● Your instructions:
An exact, complete copy of the entries that follow is needed.

** Opening Exercise data block **

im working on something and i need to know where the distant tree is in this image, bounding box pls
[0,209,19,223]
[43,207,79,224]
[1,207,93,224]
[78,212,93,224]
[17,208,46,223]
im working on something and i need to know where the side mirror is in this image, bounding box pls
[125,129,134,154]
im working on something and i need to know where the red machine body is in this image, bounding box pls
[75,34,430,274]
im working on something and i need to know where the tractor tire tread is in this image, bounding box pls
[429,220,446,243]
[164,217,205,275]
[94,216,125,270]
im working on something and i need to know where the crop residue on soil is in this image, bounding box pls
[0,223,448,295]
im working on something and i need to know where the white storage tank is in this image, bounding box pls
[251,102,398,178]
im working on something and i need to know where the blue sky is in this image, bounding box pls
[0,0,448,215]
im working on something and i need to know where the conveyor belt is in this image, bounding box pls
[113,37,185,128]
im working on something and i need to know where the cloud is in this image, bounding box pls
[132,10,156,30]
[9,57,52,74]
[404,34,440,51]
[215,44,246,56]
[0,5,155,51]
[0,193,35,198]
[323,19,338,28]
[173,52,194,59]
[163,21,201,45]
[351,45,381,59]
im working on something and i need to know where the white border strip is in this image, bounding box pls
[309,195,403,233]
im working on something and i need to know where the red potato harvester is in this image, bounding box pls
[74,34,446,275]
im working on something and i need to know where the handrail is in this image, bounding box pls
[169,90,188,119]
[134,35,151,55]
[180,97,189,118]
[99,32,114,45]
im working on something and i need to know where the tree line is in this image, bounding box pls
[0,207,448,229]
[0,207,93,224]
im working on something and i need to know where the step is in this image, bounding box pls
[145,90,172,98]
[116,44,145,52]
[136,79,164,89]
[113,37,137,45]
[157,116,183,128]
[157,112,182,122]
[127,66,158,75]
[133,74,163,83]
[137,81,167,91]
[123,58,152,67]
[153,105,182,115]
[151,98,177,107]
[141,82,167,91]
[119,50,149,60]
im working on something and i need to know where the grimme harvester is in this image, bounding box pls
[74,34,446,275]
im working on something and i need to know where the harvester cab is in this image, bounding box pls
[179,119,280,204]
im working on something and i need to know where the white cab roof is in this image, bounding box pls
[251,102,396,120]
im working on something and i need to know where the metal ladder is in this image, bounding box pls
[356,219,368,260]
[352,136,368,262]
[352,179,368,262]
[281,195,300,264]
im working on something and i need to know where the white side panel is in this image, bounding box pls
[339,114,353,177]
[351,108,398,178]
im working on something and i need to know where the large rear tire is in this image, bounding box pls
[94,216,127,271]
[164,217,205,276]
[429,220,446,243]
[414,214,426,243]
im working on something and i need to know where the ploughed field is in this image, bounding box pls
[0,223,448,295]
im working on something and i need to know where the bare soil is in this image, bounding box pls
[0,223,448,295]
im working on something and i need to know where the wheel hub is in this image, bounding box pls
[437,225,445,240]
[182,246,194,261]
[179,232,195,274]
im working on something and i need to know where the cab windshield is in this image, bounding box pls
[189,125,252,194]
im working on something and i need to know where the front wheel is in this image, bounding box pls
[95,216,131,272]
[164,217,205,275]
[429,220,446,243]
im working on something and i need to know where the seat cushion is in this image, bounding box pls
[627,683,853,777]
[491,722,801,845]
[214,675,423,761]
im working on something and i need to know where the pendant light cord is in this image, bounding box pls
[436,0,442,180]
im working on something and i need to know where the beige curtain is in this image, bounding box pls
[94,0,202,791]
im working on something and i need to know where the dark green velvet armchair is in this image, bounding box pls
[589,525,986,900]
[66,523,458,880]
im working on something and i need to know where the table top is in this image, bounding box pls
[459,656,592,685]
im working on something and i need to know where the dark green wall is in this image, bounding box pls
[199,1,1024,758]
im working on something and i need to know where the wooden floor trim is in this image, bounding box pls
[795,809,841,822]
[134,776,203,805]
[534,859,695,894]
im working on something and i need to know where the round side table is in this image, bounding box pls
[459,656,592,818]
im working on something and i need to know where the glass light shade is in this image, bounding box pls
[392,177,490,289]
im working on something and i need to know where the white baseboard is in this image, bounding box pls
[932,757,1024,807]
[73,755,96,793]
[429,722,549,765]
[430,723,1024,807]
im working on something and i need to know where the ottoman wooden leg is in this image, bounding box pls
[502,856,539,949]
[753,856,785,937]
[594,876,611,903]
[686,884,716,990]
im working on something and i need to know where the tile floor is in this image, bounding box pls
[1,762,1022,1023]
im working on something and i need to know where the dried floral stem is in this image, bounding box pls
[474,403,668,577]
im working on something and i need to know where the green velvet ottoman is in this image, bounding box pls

** Closing Exercise data block **

● Finished exercise:
im working on something and i need to know where the distant tree is in this image, bounding box pls
[0,209,19,223]
[43,207,79,224]
[1,207,93,224]
[78,212,93,224]
[17,208,46,223]
im working on something and i need to know where the side mirror is in this image, bounding box pls
[125,129,134,154]
im working on something and i need to know where the red machine body is in this image, bounding box pls
[75,34,430,274]
im working on something and i need to know where the tractor tire tread is in this image, bounding box pls
[429,220,446,243]
[164,217,205,275]
[94,216,125,270]
im working on something and i need to know where the crop residue on soil is in this image, bounding box pls
[0,223,448,295]
im working on something and i need to know where the white storage tank is in this image, bounding box pls
[251,102,398,178]
im working on something and i need to know where the blue sky is in this image, bounding box pls
[0,0,448,215]
im working on something and i need to know where the conveyor belt is in this image, bounding box pls
[113,37,185,128]
im working on something and i need to know where the cloud is in this image, bounding box pls
[132,10,156,30]
[9,57,52,74]
[404,34,440,51]
[215,44,246,56]
[0,5,155,51]
[0,193,35,198]
[323,19,338,28]
[173,52,194,59]
[163,21,201,45]
[351,45,381,59]
im working on something and i need to know where the white border strip is in this image, bounding box pls
[309,195,403,233]
im working on something and i need to know where the red potato harvester is in this image, bounding box pls
[74,34,446,275]
im working on something and i need to know where the handrail is in this image, bounding box pls
[169,90,188,119]
[134,35,151,55]
[180,97,189,118]
[99,32,114,45]
im working on something and i need to know where the tree line is in this image, bounding box pls
[0,207,448,229]
[0,207,93,224]
im working on something and i need to know where the step is in this image, bounding box pls
[145,90,172,98]
[116,44,145,52]
[136,79,164,89]
[113,37,137,45]
[157,116,183,128]
[157,112,182,122]
[127,66,158,75]
[133,74,163,83]
[137,81,167,91]
[123,58,152,67]
[153,105,182,115]
[151,98,177,107]
[141,82,167,91]
[119,50,149,60]
im working on something and i need to know where the grimme harvester is in this image, bounding box pls
[74,34,446,275]
im working on something and i need to know where the harvester cab is in this image, bounding box pls
[179,119,280,204]
im working on something and i need to know where the white cab roof is in this image, bounding box pls
[251,102,396,120]
im working on something and i need to know where the metal ladder is in this image, bounding box pls
[356,219,368,260]
[352,136,368,262]
[352,179,368,262]
[281,195,300,264]
im working on something and i need to know where the white side panel is in this image, bounding box pls
[339,114,353,177]
[351,108,398,178]
im working on something and i need to know where the large rear tire is in this image, bounding box pls
[94,216,127,271]
[164,217,205,276]
[429,220,446,243]
[414,214,426,243]
im working on something and i need to know where the ploughed field is in this image, bounding box pls
[0,223,448,295]
im working on something and i need to know where the bare soil is in this image, bounding box pls
[0,223,448,295]
im working on something and i need to know where the wheel hub is in this image, bounding box pls
[437,225,445,240]
[182,246,194,261]
[179,232,195,274]
im working on something and i need to know where the cab windshield is in this image, bounding box pls
[189,125,252,194]
im working on something and i need to know where the front wheel is in this image, bounding box pls
[95,216,131,272]
[164,217,205,275]
[429,220,446,243]
im working on something and i need to know where the seat cushion is in this image, bounding box pls
[627,683,853,777]
[491,722,801,845]
[214,675,423,761]
im working on something and i need to know where the pendant light cord is in this image, bounding box pls
[436,0,442,180]
im working on something and i need to know where the beige curtain is in this image, bounding box pls
[94,0,202,791]
im working on something and i need to know where the dark green velvet armchair is in this image, bounding box pls
[589,525,986,900]
[66,523,458,880]
im working on something and i need to know where the table top is in this image, bounding box pls
[459,656,592,685]
im working on something and i need to know where the dark green wall is in this image, bounding box pls
[199,1,1024,758]
im working on something and i need to know where the wooden floor trim is in this image, bounding box pls
[795,809,841,822]
[134,776,203,805]
[534,859,695,894]
im working on something and i need to know where the round side table is in this image, bounding box pls
[459,656,592,818]
im working on something and i need to know where the glass light shade is in this image, bounding box pls
[392,177,490,289]
im working on something and i need to know where the white baseboard is in this image, bounding box pls
[932,757,1024,807]
[73,755,96,793]
[429,722,549,765]
[430,723,1024,807]
im working on something and i need to know where the ottoman wooden leg is in this image, bounding box pls
[502,856,539,949]
[753,856,785,937]
[594,876,611,903]
[686,884,716,990]
im working on something and i need to know where the tile floor is in this image, bounding box pls
[1,762,1022,1023]
im working on something and i need to know where the dried floral stem is in this image, bounding box pls
[474,403,668,577]
im working on something and i need to know where the green velvet ottoman is in this image, bounding box pls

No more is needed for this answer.